INSTRUCTIONS TO FOLLOW: Write out every record below exactly as it appears.
________________________________________
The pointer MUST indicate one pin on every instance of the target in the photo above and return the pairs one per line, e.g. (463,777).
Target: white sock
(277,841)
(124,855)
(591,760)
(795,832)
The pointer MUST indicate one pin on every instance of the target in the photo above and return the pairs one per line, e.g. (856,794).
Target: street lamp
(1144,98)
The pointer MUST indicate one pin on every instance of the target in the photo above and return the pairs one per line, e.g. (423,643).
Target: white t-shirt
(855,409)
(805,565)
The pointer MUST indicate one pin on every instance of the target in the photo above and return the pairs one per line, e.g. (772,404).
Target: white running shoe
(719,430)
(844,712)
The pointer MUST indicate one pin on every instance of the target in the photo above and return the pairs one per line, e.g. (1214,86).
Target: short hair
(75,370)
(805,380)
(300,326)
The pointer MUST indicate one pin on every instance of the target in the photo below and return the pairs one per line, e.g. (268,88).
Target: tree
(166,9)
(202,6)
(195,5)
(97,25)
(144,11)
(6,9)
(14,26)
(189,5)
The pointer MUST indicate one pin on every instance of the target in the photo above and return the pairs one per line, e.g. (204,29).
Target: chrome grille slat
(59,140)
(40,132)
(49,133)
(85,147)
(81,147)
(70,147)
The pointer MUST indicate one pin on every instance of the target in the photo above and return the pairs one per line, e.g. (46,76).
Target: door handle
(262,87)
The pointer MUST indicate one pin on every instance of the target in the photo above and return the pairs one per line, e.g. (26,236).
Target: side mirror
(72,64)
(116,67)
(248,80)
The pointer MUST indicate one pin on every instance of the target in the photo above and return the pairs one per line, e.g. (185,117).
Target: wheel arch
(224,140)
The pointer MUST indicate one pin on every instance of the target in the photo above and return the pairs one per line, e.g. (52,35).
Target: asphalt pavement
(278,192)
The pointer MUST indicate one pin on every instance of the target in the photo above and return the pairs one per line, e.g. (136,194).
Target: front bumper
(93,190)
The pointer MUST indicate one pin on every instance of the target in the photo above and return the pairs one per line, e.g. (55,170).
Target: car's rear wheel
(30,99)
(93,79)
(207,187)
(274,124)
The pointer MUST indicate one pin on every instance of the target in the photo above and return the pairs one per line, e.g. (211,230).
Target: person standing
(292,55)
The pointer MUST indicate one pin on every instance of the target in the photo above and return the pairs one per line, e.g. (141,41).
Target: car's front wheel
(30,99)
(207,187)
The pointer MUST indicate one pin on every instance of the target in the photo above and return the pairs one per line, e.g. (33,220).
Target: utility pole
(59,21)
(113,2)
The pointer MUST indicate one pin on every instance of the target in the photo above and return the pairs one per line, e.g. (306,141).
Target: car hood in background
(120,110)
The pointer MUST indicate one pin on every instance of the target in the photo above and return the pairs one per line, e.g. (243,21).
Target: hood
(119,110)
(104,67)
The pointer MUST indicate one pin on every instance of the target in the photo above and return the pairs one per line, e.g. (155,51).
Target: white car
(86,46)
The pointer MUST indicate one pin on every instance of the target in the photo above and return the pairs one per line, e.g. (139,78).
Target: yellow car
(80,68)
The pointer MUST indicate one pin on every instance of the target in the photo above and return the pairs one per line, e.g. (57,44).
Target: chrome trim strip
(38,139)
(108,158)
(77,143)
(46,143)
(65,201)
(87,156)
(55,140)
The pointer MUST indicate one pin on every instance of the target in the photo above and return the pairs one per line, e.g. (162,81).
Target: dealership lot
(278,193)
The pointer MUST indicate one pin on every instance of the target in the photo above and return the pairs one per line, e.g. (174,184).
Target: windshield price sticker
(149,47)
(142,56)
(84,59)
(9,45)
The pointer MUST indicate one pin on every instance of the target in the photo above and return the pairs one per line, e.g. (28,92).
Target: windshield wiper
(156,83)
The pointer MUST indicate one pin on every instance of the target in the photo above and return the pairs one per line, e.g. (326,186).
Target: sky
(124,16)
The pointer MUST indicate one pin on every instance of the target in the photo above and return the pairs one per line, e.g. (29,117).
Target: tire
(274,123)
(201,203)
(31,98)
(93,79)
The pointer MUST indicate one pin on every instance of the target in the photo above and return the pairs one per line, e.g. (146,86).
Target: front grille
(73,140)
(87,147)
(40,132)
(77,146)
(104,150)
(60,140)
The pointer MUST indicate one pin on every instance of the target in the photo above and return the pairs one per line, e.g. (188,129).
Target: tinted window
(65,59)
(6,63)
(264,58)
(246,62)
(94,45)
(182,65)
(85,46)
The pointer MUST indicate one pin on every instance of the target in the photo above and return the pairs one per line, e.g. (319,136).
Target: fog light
________________________________________
REPLY:
The pointer MUST indicate one pin on every instance of the target in the photo above and return the pairs one per line, e.g. (463,777).
Target: white sock
(277,841)
(124,855)
(591,760)
(795,832)
The pointer MUST indicate one pin on every instance of the target in the photo above and return the pairs one per line, e.g. (856,794).
Target: street lamp
(1144,98)
The pointer MUST indicate one pin on every instance of the target in the photo above and return the pairs one per line, e.g. (423,643).
Target: white t-shirt
(855,409)
(805,565)
The pointer MUST indicate one pin on every instance of the target in the photo above and return the pairs one per line, e.g. (772,404).
Target: white running shoe
(719,430)
(844,712)
The pointer MUST indicate one pin on every instance of the target in the photo above and return the pairs one per line, e.g. (1214,86).
Target: short hair
(75,370)
(805,380)
(300,326)
The pointer MUST indicate one pin on every instance of the target in the photo below and return the pairs one per line, e.g. (268,88).
Target: tree
(166,9)
(202,6)
(195,5)
(97,25)
(144,11)
(6,9)
(14,26)
(189,5)
The pointer MUST indicate one pin on every instance of the target in the photo above and return the pairs one per line, e.g. (204,29).
Target: chrome grille slat
(59,140)
(40,132)
(49,133)
(85,147)
(81,147)
(70,147)
The pointer MUST indicate one pin on every instance of the target in the photo above and return the pairs one per line, e.g. (46,76).
Target: door handle
(262,87)
The pointer MUST indicate one pin on every instance of the target in the photo above and return the pairs one per line, e.g. (26,236).
Target: side mirror
(72,64)
(116,67)
(248,80)
The pointer MUST indicate one pin on every instance of the target in the photo above and return the pairs one per line, e.g. (185,117).
Target: wheel arch
(224,140)
The pointer MUST indicate one pin on every instance of the target in the photo above and return the pairs one per line, e.g. (52,35).
Target: asphalt pavement
(278,192)
The pointer MUST indicate one pin on every instance of the target in the photo above and return the pairs one per line, e.g. (136,194).
Target: front bumper
(93,190)
The pointer MUST indicate one pin on every instance of the target in the photo above and return the pairs one per line, e.g. (55,170).
Target: car's rear wheel
(30,99)
(93,79)
(207,187)
(274,124)
The pointer MUST indicate one pin on every instance of the target in the photo above and return the pairs one per line, e.g. (211,230).
Target: person standing
(292,55)
The pointer MUST indicate one pin on every instance of the target in the photo above and return the pairs one per line, e.g. (141,41).
Target: car's front wheel
(30,99)
(207,187)
The pointer MUST indicate one pin on every instance of the target in the photo above and return the pairs one per line, e.g. (33,220).
Target: utility pole
(59,21)
(113,2)
The pointer MUST indicate one pin on every instance of the target in the photo above and return the pairs one per line, e.g. (306,141).
Target: car hood in background
(120,110)
The pointer MUST indicate one pin on every instance of the target in the photo above and return the pairs one per line, e.g. (243,21).
Target: hood
(119,110)
(104,67)
The pointer MUST indicate one pin on every instance of the target in the photo above and return the pairs one per line, e.g. (155,51).
Target: white car
(86,46)
The pointer MUST indicate one pin on every instance of the target in the photo above and return the pairs one per line, e.g. (139,78).
Target: yellow car
(80,68)
The pointer MUST indicate one pin on every instance of the target in the photo above and return the pairs one per line, e.g. (57,44).
Target: chrome trim strip
(38,139)
(108,158)
(77,143)
(46,143)
(65,201)
(87,156)
(55,140)
The pointer MUST indicate one pin on every instance of the target in the photo above and return the pairs one per line, e.g. (162,81).
Target: dealership lot
(278,193)
The pointer MUST indicate one pin on every instance of the target in the photo above and return the pairs one per line, e.g. (174,184).
Target: windshield price sticker
(149,47)
(142,56)
(84,59)
(9,45)
The pointer MUST indicate one pin on every instance of the target in the photo above and return the pairs one per line, e.g. (28,92).
Target: windshield wiper
(156,83)
The pointer MUST indicate one pin on every instance of the target in the photo above and return the pairs one per line, e.g. (326,186).
Target: sky
(124,16)
The pointer MUST indicate one pin on every instance of the target in the photo above and return the pairs one per line, e.g. (29,117).
Target: tire
(274,123)
(201,203)
(31,98)
(93,79)
The pointer MUST indicate one pin on every instance of the target in the photo above and return the pairs one per line, e.g. (146,86).
Target: front grille
(73,140)
(87,147)
(40,132)
(77,146)
(104,150)
(60,140)
The pointer MUST indicate one pin on every instance of the target in the photo above and return the pairs one per line, e.g. (188,129).
Target: tinted window
(65,59)
(6,63)
(264,58)
(246,62)
(94,45)
(182,65)
(85,46)
The pointer MUST indicate one pin on every instance of the target in the photo above and return the pairs one per line, e.g. (319,136).
Target: fog light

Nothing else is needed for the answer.